> _Exercise instructions_
Identify each line in the items below that contains the word "instance", and copy those lines.

> _Provided information_
********************

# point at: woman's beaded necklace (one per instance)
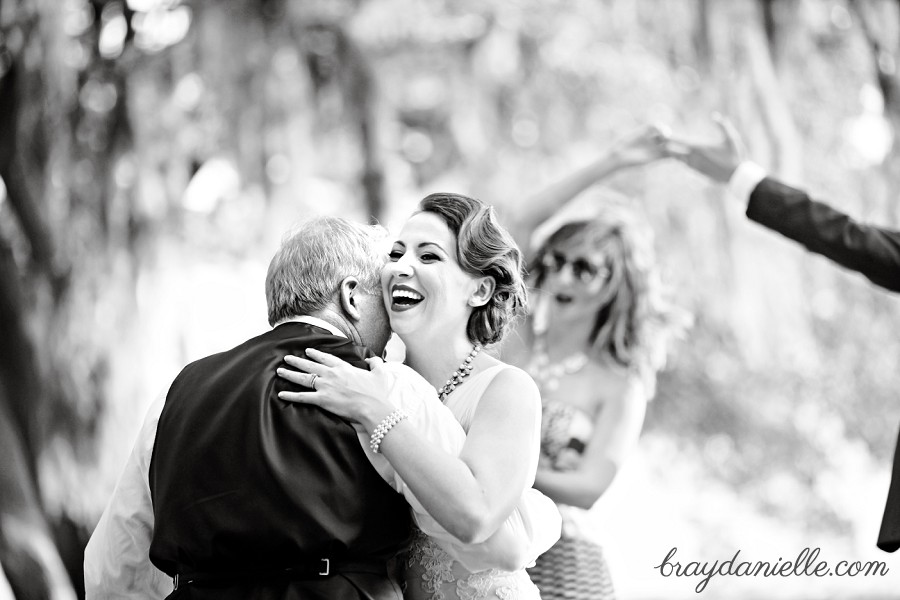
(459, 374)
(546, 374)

********************

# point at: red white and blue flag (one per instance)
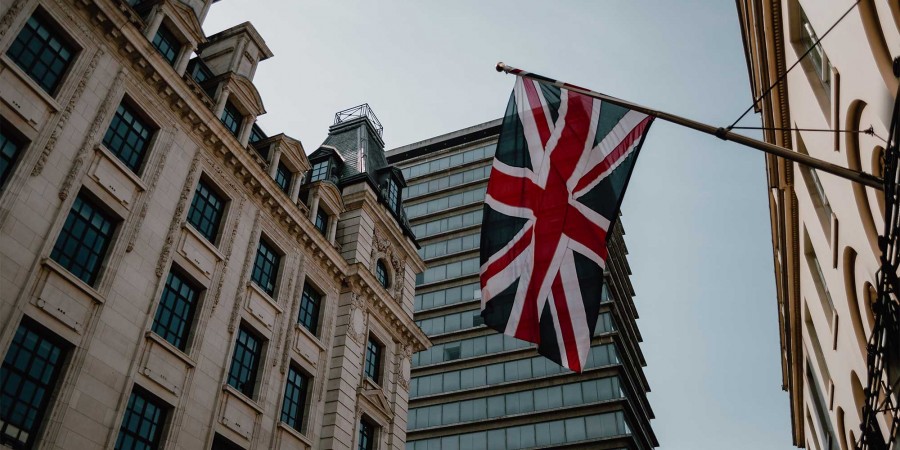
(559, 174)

********************

> _Result of this task_
# point at: woman's beaded necklace (one per instance)
# point at: red white and blue flag (one per instance)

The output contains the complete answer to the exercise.